--- INPUT FOR THIS TASK Enclosed Below ---

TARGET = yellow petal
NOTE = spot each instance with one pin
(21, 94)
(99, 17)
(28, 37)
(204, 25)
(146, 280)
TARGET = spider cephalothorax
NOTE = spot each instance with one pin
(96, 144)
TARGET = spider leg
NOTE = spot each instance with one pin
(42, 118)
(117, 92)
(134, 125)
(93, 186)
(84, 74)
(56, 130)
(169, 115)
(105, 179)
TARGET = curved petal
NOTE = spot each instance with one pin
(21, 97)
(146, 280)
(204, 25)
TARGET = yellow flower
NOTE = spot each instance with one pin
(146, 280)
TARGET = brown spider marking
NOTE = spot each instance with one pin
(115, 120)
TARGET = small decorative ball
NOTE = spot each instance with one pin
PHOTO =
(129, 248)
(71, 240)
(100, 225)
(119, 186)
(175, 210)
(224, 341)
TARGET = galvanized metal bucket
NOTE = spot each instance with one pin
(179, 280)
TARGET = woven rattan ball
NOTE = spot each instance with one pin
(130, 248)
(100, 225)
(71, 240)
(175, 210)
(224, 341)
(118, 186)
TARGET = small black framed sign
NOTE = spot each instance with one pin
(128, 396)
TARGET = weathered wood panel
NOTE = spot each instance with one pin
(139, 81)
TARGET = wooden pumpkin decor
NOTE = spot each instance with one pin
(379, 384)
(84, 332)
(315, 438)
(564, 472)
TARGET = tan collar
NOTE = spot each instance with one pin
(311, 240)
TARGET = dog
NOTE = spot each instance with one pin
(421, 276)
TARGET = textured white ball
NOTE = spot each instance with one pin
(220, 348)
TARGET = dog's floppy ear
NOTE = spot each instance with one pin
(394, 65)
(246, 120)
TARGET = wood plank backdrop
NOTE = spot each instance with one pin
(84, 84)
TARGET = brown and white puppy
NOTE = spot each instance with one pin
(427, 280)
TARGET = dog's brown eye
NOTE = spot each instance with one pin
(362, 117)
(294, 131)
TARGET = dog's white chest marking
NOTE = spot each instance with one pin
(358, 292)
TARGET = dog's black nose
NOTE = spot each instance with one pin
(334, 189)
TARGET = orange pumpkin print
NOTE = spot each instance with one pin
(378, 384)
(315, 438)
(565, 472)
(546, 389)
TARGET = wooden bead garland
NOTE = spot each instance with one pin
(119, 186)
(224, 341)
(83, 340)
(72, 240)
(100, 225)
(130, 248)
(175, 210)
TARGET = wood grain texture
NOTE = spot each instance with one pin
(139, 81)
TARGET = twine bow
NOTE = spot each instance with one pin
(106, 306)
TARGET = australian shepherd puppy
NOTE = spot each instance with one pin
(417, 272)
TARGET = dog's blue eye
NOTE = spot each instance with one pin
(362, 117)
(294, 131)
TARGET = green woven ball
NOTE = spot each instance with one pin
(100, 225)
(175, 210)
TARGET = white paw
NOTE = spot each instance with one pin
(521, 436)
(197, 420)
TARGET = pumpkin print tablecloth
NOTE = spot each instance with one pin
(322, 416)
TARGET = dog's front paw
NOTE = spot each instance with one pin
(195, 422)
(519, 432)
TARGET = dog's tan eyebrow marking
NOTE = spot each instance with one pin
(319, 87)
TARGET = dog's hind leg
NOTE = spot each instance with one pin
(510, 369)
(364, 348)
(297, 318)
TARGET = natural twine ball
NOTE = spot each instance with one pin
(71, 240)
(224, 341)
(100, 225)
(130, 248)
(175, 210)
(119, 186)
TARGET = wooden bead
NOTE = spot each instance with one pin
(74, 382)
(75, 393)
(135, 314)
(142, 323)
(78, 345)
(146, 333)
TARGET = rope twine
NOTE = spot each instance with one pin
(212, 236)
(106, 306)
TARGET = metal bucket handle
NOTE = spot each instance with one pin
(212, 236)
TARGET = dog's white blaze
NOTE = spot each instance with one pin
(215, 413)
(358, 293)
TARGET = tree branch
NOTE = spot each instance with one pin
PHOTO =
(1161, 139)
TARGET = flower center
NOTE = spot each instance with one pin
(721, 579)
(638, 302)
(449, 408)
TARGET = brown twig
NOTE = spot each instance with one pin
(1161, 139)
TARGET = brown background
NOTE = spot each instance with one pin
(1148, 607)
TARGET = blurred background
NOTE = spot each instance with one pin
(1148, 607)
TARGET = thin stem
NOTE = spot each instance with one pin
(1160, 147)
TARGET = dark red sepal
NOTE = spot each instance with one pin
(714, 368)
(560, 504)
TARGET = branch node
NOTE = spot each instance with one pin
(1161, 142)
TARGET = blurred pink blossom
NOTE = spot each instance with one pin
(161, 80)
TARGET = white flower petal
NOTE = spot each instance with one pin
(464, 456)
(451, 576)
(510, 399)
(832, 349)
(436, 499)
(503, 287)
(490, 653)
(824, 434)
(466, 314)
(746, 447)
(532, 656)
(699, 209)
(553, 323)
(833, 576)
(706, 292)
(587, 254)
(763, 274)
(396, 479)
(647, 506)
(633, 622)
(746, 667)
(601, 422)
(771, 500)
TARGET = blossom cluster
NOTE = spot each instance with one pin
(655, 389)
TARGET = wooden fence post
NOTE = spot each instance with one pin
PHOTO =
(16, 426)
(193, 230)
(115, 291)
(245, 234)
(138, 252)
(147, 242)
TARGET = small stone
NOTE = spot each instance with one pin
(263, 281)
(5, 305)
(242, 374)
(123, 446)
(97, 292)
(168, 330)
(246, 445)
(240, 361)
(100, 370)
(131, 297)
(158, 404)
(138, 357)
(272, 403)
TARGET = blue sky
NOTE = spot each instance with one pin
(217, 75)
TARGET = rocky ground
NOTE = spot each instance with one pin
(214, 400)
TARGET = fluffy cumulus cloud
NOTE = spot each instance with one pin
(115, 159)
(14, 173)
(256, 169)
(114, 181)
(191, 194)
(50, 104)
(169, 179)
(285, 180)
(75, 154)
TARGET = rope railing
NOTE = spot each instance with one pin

--- End of Enclosed INPUT FOR THIS TASK ---

# PROBLEM REQUIREMENTS
Search the lines above for the string "blurred" and copy each line that has it.

# TASK SOLUTION
TARGET = blurred background
TARGET = blurred pink blossom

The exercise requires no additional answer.